Records in a dataset
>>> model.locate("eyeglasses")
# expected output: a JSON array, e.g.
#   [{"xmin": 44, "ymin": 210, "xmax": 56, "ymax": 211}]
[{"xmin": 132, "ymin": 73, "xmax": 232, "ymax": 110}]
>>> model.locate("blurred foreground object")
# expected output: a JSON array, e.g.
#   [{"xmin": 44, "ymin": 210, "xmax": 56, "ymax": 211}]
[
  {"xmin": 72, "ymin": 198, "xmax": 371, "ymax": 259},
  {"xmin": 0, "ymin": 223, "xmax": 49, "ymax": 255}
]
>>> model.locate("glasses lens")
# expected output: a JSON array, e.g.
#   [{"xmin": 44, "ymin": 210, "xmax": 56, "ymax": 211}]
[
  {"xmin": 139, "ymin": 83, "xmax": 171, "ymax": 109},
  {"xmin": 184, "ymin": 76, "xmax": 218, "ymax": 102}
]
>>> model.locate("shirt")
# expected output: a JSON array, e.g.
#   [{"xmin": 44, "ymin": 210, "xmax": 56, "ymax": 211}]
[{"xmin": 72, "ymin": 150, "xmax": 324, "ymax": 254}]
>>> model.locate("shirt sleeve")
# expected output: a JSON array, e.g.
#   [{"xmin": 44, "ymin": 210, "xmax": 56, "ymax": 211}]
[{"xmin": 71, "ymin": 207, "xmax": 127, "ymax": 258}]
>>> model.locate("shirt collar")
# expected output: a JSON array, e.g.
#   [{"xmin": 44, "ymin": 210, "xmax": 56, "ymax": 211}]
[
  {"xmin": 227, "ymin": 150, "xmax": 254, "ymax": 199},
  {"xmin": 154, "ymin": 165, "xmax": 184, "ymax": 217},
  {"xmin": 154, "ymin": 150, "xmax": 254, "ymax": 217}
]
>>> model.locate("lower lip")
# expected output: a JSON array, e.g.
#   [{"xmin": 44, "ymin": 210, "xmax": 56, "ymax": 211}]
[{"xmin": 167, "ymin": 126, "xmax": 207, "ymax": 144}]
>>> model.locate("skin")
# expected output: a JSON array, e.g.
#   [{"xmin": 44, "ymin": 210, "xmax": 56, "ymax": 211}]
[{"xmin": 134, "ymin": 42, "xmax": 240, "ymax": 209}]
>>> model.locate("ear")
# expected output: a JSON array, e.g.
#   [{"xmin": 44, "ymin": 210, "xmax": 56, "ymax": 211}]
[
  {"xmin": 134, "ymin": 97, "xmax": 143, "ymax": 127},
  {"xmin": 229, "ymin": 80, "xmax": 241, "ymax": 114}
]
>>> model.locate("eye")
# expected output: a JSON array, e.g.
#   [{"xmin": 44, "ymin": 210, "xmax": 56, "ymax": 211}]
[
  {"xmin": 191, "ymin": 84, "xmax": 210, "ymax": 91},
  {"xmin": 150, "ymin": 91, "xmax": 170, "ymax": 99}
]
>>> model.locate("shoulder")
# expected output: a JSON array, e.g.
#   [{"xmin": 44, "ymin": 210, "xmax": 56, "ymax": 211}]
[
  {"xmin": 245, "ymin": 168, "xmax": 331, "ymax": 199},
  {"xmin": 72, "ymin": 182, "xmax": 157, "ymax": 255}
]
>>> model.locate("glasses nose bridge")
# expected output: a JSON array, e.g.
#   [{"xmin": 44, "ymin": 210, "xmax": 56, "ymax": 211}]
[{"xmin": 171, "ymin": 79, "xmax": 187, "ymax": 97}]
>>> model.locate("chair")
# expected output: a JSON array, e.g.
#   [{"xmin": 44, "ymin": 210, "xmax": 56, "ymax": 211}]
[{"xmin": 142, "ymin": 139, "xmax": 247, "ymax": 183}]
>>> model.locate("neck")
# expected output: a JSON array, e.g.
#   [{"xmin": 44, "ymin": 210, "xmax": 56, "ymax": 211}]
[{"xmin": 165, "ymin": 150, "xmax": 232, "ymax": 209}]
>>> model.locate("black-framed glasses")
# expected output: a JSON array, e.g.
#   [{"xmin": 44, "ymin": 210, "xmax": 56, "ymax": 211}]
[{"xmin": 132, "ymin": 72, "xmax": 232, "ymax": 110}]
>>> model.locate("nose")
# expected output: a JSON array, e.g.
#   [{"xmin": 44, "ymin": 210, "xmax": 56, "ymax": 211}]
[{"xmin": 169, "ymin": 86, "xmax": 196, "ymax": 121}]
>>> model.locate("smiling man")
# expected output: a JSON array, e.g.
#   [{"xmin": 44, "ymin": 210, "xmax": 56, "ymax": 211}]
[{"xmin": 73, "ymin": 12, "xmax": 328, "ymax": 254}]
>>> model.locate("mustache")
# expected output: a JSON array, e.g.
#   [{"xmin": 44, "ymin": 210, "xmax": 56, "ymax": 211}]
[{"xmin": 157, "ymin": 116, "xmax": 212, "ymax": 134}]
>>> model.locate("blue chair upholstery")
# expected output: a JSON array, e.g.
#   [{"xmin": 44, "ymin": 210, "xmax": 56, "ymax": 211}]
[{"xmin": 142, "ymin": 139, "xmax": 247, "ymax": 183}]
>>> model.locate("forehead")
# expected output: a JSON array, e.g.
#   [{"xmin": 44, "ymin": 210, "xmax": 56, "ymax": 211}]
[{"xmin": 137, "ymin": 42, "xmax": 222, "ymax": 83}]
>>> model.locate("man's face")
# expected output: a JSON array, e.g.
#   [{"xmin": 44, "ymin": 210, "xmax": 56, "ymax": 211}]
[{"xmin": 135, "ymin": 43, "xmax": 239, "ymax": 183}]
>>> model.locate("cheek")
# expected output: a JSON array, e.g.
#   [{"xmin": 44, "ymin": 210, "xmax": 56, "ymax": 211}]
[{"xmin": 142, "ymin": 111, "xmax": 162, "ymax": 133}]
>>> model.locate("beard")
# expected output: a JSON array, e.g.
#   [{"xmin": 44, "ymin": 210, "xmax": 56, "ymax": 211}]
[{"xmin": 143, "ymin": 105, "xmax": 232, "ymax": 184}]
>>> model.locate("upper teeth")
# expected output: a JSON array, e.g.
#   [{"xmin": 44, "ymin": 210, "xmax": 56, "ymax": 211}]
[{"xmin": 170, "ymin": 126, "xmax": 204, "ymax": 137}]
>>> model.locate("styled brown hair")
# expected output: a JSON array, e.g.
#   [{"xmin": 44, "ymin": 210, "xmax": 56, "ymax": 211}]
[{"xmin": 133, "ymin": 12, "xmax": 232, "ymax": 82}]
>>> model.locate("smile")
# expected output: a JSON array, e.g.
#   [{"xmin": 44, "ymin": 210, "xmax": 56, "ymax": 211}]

### Your task
Tally the lines in the records above that contain the string "chair", matching case exactly, and give only the number.

### Answer to this problem
2